>> Start Source document

Eight Days

Most kids count down the days to Christmas from December 26 until December 25 of the next year.  It’s a day of pure joy.  Pure excitement.  Anticipation.  Smiles and pajamas and giggles and family and early mornings and messes of wrapping paper and ribbons.

Or so I hear.

Because I have never celebrated Christmas.  Nope, no stockings hanging over my fireplace.  No cookies left for Santa.  No Christmas tree with beautiful colorful lights, memorable ornaments and a perfect star on top.  No early morning wakings to see what Santa brought for me.  Some of you may feel sad for me that I never got to experience the dazzle of this popular holiday.  I actually felt sad myself when I was much younger.  I felt a little left out.  A little on the outside. But not REALLY.  Just a little bit.

Because I had Chanukah.  Eight days of dazzle.  Eight days of waking up in the morning wondering what my gift that night would be.  Eight days of walking into the living room with presents stacked high on the table.  Eight days of lighting the candles on the menorah and singing a song I had grown to love (although never really knew what the Hebrew words meant).  I loved Chanukah.  As much as all of my friends loved Christmas.  And I still love Chanukah but more from a different perspective.  The perspective of watching my kids’ eyes light up when they see all of their presents stacked high on OUR living room floor.  Last year I watched Hannah sit indian style in front of the stack of presents willing herself to see THROUGH the wrapping paper. Looking long and hard at the shapes and sizes of each gift trying to guess what they all were.

>> End Source document
>> Start Listing

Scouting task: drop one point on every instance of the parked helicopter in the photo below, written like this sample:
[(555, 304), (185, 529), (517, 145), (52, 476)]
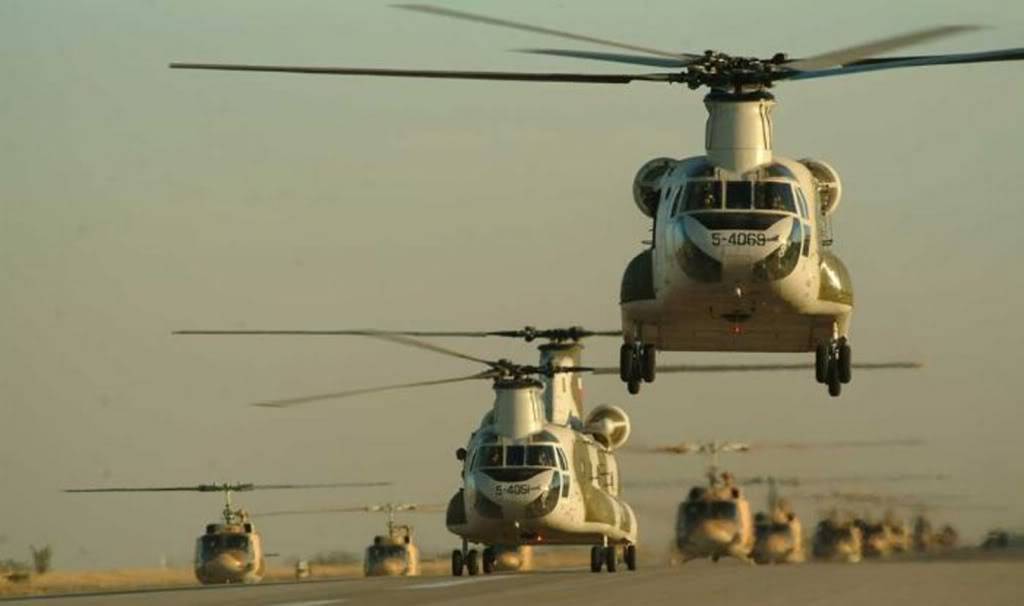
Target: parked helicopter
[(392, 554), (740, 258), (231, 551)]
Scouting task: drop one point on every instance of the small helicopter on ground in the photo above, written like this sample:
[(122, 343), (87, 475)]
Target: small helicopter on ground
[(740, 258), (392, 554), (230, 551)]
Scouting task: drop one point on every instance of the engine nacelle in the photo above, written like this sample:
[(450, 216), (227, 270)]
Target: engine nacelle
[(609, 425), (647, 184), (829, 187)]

>> End Listing
>> Start Listing

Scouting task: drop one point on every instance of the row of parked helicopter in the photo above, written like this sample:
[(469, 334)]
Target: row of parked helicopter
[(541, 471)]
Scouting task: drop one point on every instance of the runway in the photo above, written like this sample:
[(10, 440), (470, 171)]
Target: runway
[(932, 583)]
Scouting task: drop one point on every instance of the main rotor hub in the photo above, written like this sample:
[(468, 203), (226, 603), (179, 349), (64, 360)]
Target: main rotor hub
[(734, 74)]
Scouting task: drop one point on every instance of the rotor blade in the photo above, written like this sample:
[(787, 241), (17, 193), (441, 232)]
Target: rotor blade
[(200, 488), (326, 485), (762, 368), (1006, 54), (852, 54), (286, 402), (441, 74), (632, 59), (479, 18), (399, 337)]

>> End Listing

* _Task_
Rewrite the passage of the Eight Days essay that begins with "Because I had" and ends with "they all were.", replacing "Chanukah" with "Hanukkah" throughout.

* _Correct answer_
Because I had Hanukkah.  Eight days of dazzle.  Eight days of waking up in the morning wondering what my gift that night would be.  Eight days of walking into the living room with presents stacked high on the table.  Eight days of lighting the candles on the menorah and singing a song I had grown to love (although never really knew what the Hebrew words meant).  I loved Hanukkah.  As much as all of my friends loved Christmas.  And I still love Hanukkah but more from a different perspective.  The perspective of watching my kids’ eyes light up when they see all of their presents stacked high on OUR living room floor.  Last year I watched Hannah sit indian style in front of the stack of presents willing herself to see THROUGH the wrapping paper. Looking long and hard at the shapes and sizes of each gift trying to guess what they all were.